**OBJECTIF A:**
Recopie le passage de l'article sur les réformes de l'enseignement qui commence à « Aussi bien dans » et se termine à « ces nouvelles lois. », en remplaçant « syndicats » par « représentants du personnel ».

« C’est la fin de l’éducation pour tous », le monde de l’enseignement dans la tourmente

Aussi bien dans l’éducation nationale que dans l’enseignement supérieur, les réformes s’enchaînent malgré la colère des syndicats. Jeudi 14 mars, les organisations enseignantes et étudiantes tiennent une réunion publique pour informer sur ce qu’ils considèrent être la destruction de l’enseignement public.

Des drapeaux français et européens dans toutes les classes ! Le détail a fait grand bruit, il y a quelques semaines, et provoqué l’exaspération de bon nombre de professeurs. Mais au-delà de l’anecdote, ce sont des réformes bien plus importantes qui inquiètent les organisations syndicales. Sophie Brutus et Frédéric Campguilhem de la CGT Éduc’action, et Benoît Imberdis et Anna Mendez de l’UNEF, reviennent sur le contenu de ces nouvelles lois.

« Il y a plusieurs réformes en cours qui changent en profondeur le système éducatif », commence Frédéric Campguilhem. « La logique qui est derrière, c’est que tout le monde n’est pas fait pour faire des études. On crée donc une éducation à deux vitesses, dans la continuité de ce qui a été fait avec les collèges par Najat Vallaud-Belkacem : il y a les établissements d’élite, et les établissements populaires. C’est l’abandon de l’idée de l’école pour tous. »

**OBJECTIF B:**
Relève chaque ligne des entrées où figure le mot « distant ».

**ENTRÉES BRUTES:**
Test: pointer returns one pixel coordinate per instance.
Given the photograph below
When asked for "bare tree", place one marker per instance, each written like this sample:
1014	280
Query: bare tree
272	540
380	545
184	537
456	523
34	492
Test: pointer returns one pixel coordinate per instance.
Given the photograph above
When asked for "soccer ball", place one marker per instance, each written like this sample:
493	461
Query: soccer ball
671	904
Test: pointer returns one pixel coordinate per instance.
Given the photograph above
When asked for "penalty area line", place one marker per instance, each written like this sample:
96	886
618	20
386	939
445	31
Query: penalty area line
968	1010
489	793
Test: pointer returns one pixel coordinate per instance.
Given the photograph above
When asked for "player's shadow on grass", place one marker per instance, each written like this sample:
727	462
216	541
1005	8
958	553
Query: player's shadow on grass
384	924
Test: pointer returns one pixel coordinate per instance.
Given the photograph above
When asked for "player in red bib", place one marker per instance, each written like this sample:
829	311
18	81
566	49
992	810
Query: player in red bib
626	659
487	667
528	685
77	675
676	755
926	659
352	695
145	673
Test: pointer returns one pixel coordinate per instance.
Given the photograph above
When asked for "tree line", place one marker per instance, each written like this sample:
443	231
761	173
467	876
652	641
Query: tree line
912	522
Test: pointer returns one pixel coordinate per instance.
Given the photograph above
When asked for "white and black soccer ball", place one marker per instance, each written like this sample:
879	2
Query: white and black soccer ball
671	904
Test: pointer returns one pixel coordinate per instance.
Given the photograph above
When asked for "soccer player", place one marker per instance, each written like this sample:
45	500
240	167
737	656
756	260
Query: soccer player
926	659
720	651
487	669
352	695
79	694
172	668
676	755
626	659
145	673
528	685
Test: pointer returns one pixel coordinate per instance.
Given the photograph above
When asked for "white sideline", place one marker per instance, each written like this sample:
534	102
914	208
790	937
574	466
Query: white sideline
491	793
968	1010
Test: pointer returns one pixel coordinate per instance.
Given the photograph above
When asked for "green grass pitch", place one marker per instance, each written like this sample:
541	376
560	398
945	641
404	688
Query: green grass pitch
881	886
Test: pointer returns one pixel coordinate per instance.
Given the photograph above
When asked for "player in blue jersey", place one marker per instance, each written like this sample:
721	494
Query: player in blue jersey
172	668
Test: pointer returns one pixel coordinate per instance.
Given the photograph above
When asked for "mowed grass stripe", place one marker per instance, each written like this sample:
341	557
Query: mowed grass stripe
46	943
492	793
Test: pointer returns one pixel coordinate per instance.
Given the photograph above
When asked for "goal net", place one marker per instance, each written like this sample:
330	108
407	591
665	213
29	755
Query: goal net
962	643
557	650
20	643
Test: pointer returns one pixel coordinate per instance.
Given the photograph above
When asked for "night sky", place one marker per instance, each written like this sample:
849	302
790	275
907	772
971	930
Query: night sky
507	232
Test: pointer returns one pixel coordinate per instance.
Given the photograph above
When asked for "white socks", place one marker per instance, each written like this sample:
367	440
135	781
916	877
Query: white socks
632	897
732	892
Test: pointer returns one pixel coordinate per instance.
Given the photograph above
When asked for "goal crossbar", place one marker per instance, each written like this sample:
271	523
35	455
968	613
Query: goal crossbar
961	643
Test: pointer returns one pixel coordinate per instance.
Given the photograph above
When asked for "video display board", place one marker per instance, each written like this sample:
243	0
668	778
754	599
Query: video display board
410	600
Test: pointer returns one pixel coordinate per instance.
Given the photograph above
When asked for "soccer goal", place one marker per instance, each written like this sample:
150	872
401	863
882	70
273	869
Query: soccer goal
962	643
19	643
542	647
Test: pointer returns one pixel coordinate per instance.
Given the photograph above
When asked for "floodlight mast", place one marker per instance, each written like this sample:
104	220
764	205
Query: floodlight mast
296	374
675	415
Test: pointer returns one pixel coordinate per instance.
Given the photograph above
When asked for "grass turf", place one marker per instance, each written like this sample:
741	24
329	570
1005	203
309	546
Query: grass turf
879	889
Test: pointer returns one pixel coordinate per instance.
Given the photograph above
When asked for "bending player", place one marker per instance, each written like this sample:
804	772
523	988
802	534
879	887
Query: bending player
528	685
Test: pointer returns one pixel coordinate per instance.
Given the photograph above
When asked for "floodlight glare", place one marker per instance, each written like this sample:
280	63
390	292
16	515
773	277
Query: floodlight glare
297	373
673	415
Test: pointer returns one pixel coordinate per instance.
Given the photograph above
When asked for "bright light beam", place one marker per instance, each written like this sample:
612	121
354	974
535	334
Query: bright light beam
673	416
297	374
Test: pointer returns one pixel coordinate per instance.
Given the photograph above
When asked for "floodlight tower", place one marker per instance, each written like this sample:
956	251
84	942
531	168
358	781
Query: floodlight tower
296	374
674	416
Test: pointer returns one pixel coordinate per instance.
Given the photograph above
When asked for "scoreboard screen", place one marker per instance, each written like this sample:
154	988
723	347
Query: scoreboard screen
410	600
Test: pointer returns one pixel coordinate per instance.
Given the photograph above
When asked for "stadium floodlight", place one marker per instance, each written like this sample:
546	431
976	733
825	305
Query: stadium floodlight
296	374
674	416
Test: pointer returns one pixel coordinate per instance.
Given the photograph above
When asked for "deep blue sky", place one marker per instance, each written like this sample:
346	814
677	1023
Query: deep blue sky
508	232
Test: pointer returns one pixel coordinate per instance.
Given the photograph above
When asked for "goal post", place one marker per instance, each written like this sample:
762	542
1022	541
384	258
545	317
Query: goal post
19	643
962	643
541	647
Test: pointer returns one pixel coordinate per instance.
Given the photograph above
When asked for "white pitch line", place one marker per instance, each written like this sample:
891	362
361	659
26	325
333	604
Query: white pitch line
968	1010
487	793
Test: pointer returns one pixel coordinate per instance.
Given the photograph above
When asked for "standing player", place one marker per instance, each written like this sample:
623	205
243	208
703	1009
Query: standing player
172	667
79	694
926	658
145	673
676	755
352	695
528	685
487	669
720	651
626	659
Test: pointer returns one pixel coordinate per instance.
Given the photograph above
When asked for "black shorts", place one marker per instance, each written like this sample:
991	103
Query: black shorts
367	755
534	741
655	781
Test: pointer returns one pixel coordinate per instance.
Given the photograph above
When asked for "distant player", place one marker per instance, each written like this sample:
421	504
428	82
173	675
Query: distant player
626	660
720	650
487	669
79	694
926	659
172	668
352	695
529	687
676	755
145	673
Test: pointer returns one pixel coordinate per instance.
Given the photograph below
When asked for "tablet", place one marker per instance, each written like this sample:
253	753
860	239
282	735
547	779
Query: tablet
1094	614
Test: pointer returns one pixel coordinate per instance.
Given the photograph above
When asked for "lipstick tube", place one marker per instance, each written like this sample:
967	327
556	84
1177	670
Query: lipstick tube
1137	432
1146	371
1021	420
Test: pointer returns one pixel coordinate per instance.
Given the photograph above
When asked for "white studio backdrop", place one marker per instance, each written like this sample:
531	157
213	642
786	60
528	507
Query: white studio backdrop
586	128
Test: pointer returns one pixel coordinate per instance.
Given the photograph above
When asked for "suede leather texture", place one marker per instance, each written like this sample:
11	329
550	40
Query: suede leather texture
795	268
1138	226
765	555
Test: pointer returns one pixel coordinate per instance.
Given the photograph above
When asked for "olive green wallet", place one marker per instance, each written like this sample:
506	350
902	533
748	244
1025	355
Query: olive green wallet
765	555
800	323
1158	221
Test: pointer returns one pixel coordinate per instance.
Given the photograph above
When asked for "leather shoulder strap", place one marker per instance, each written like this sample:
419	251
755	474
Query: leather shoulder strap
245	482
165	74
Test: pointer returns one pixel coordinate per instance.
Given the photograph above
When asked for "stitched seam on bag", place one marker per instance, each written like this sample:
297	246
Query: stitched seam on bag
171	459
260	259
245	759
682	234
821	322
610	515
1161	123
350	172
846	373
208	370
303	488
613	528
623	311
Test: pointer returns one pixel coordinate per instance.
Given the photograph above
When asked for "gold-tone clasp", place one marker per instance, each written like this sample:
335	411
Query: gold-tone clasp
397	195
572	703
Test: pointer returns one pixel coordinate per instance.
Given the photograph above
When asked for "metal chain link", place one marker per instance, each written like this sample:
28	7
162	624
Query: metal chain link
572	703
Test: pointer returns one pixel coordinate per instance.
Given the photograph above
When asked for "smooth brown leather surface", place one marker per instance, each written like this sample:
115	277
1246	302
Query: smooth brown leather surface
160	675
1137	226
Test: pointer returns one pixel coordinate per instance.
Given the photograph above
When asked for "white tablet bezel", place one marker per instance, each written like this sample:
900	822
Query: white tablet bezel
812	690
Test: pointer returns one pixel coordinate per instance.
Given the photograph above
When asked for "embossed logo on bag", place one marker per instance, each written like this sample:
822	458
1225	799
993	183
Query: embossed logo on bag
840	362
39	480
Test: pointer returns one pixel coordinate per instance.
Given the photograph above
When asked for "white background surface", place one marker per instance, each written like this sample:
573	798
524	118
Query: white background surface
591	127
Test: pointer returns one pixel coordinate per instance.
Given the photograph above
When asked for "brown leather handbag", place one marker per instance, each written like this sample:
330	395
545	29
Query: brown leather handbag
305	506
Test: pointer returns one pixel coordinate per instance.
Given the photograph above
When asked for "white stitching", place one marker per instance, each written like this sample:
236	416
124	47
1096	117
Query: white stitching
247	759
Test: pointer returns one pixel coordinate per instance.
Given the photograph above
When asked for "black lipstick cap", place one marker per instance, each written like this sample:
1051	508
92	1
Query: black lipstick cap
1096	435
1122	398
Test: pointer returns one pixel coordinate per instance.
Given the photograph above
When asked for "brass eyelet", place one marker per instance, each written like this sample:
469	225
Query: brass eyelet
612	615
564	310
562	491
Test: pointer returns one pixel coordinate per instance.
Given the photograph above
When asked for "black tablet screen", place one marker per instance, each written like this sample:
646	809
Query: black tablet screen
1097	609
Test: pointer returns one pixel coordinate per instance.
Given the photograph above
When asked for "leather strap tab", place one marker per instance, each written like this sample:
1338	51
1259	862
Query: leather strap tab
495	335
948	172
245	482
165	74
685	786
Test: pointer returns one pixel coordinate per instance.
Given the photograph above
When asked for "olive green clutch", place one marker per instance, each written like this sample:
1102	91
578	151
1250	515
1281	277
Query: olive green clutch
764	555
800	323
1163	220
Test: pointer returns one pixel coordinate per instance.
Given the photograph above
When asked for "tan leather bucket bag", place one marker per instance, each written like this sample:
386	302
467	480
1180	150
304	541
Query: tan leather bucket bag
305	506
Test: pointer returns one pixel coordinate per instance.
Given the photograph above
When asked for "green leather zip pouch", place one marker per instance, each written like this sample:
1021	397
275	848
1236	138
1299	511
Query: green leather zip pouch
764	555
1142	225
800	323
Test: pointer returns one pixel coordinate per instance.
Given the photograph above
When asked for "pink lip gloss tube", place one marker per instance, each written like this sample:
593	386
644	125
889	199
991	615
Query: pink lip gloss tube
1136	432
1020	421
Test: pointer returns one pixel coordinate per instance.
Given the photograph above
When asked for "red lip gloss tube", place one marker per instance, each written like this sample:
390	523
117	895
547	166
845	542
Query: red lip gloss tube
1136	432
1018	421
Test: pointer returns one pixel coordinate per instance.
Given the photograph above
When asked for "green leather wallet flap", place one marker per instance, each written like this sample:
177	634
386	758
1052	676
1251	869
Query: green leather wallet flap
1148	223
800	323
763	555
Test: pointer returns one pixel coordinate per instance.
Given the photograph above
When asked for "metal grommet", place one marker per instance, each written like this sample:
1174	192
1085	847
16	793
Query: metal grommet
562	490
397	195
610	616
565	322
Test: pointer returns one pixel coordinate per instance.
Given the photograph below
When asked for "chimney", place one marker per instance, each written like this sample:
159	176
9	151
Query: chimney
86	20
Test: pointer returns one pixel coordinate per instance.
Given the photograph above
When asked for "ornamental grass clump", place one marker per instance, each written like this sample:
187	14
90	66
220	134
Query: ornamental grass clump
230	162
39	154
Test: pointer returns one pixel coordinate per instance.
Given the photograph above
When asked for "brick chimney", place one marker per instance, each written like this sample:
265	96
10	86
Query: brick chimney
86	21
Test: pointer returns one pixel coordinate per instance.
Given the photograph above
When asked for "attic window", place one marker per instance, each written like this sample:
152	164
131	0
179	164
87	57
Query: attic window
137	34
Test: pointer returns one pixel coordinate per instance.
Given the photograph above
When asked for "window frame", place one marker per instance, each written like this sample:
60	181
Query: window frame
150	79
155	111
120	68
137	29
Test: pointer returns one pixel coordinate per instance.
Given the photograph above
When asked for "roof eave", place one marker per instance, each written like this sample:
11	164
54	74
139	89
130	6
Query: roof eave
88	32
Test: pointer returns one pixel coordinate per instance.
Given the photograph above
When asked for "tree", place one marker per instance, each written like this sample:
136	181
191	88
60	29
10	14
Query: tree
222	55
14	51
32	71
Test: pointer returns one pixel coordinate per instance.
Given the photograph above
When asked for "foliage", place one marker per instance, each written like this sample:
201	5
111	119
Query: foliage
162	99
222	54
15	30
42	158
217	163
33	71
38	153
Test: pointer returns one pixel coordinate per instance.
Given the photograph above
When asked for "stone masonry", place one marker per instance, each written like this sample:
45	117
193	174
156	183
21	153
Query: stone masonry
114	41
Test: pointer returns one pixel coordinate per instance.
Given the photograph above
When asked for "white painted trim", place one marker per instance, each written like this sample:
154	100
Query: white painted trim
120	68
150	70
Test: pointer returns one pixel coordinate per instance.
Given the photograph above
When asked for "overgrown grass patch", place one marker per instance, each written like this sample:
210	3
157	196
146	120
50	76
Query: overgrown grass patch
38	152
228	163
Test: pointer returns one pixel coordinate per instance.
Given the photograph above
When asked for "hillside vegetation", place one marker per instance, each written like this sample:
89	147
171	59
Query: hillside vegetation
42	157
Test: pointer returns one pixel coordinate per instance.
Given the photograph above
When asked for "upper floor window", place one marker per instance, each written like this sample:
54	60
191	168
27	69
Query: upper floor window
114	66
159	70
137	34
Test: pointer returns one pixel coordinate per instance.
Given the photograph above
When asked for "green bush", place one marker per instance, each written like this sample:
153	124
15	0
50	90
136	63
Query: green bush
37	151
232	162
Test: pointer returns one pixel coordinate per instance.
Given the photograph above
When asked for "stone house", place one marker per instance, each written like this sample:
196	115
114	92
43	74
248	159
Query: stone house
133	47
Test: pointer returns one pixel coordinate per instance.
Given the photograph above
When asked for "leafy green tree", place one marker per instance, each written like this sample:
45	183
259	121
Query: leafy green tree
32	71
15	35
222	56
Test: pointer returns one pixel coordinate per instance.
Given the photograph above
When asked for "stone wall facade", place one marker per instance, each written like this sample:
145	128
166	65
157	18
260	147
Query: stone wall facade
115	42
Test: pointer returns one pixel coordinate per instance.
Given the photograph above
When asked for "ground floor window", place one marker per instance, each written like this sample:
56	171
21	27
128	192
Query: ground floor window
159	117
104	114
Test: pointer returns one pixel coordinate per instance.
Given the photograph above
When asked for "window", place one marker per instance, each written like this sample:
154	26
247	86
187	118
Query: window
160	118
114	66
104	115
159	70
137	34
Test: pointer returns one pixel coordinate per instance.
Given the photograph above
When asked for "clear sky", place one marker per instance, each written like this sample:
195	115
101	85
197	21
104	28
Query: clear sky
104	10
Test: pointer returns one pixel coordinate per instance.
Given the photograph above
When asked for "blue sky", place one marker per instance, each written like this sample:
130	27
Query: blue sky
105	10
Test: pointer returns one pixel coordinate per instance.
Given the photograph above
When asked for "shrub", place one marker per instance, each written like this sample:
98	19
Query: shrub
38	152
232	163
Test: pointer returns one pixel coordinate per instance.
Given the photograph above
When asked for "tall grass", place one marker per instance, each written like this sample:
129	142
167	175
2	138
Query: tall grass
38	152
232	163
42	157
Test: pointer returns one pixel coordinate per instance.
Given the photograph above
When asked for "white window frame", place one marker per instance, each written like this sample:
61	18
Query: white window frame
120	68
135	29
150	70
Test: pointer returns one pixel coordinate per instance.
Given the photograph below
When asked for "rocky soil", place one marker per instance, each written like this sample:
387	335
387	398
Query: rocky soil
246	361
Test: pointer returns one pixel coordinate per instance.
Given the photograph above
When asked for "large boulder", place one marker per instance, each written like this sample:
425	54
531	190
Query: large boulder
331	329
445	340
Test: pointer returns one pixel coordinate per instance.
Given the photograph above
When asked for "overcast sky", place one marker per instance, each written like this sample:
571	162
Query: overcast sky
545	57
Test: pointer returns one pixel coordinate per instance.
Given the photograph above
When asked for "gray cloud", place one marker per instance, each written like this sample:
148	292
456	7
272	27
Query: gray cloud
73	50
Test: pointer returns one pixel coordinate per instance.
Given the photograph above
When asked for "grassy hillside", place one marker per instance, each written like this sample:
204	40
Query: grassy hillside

**RÉSULTAT ATTENDU A:**
Aussi bien dans l’éducation nationale que dans l’enseignement supérieur, les réformes s’enchaînent malgré la colère des représentants du personnel. Jeudi 14 mars, les organisations enseignantes et étudiantes tiennent une réunion publique pour informer sur ce qu’ils considèrent être la destruction de l’enseignement public.

Des drapeaux français et européens dans toutes les classes ! Le détail a fait grand bruit, il y a quelques semaines, et provoqué l’exaspération de bon nombre de professeurs. Mais au-delà de l’anecdote, ce sont des réformes bien plus importantes qui inquiètent les organisations syndicales. Sophie Brutus et Frédéric Campguilhem de la CGT Éduc’action, et Benoît Imberdis et Anna Mendez de l’UNEF, reviennent sur le contenu de ces nouvelles lois.

**RÉSULTAT ATTENDU B:**
When asked for "distant player", place one marker per instance, each written like this sample:
Query: distant player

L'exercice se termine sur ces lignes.